Reproduce the portion of the forum post on transforming multiple Spark columns, starting at "In my spark" and ending at "col) => acc.withColumn(col._1, inputDf(col._1).cast(col._2))".

- [EXCERPTED PASSAGE]
____________
In my spark jobs, I have to make transformations on multiple column for 2 use cases :
- Casting columns
In my personal use case, i use it on a Df of 150 columns
def castColumns(inputDf: DataFrame, columnsDefs: Array[(String, DataType)]): DataFrame = {
columnsDefs.foldLeft(inputDf) {
(acc, col) => acc.withColumn(col._1, inputDf(col._1).cast(col._2))
}
}
- Transformation
In my personal use case, i use it to perform calculation n multiple column to create n new columns (1 input col for 1 output col, n times)
ListOfCol.foldLeft(dataFrame) {
(tmpDf, m) =>
tmpDf.withColumn(addSuffixToCol(m), UDF(m))
}
As you saw, I use FoldLeft method and withColumn. But i found out recently in the documentation that using withColumn is not that good when used multiple times :
this method introduces a projection internally. Therefore, calling it multiple times, for instance, via loops in order to add multiple columns can generate big plans which can cause performance issues and even StackOverflowException. To avoid this, use select with the multiple columns at once.
I also found that foldleft slowdown spark application because a full plan analysis is performed on every iteration. i think this is true beacause since i added foldleft in my code, my spark take more time to start a job than before.
Is there good practice when applying transformations on multiple columns ?
Spark version : 2.2 Language : Scala
____________
[Collected data entries]
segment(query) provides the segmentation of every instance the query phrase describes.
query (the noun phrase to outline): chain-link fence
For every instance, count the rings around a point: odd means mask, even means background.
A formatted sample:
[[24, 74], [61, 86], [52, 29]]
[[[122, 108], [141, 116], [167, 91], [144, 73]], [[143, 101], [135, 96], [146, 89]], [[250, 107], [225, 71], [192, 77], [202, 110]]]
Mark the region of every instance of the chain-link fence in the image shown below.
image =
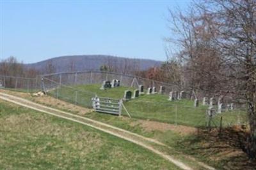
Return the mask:
[[[38, 76], [35, 78], [0, 76], [0, 87], [29, 92], [42, 89], [57, 99], [92, 108], [92, 98], [97, 94], [76, 88], [76, 85], [101, 84], [104, 80], [112, 79], [118, 79], [121, 80], [121, 85], [129, 87], [136, 88], [140, 84], [145, 87], [147, 85], [157, 87], [163, 85], [166, 87], [165, 95], [169, 90], [177, 89], [172, 87], [170, 84], [146, 78], [97, 71], [56, 73]], [[132, 118], [161, 122], [193, 127], [227, 127], [248, 123], [246, 111], [242, 108], [224, 110], [221, 113], [217, 113], [218, 108], [215, 108], [214, 114], [209, 116], [208, 106], [200, 104], [199, 107], [194, 107], [193, 101], [188, 99], [168, 101], [168, 96], [164, 96], [166, 99], [163, 99], [161, 97], [157, 100], [155, 99], [156, 97], [148, 97], [148, 101], [135, 99], [124, 104]], [[150, 101], [150, 99], [154, 99]], [[125, 110], [122, 110], [122, 115], [127, 115]]]
[[[143, 85], [145, 90], [147, 87], [155, 87], [159, 90], [160, 86], [164, 86], [165, 90], [164, 94], [168, 95], [172, 90], [181, 90], [180, 87], [175, 84], [166, 83], [150, 80], [145, 78], [138, 77], [132, 75], [124, 75], [116, 73], [102, 72], [102, 71], [83, 71], [83, 72], [69, 72], [58, 73], [42, 75], [60, 84], [65, 85], [86, 85], [86, 84], [102, 84], [103, 81], [111, 81], [114, 79], [120, 80], [120, 85], [124, 87], [131, 87], [138, 88], [140, 85]], [[189, 98], [189, 96], [188, 95]]]
[[79, 90], [47, 78], [42, 81], [42, 88], [47, 94], [75, 104], [92, 108], [92, 99], [95, 96], [95, 93]]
____________
- [PROBLEM SOLUTION]
In my spark jobs, I have to make transformations on multiple column for 2 use cases :
- Casting columns
In my personal use case, i use it on a Df of 150 columns
def castColumns(inputDf: DataFrame, columnsDefs: Array[(String, DataType)]): DataFrame = {
columnsDefs.foldLeft(inputDf) {
(acc, col) => acc.withColumn(col._1, inputDf(col._1).cast(col._2))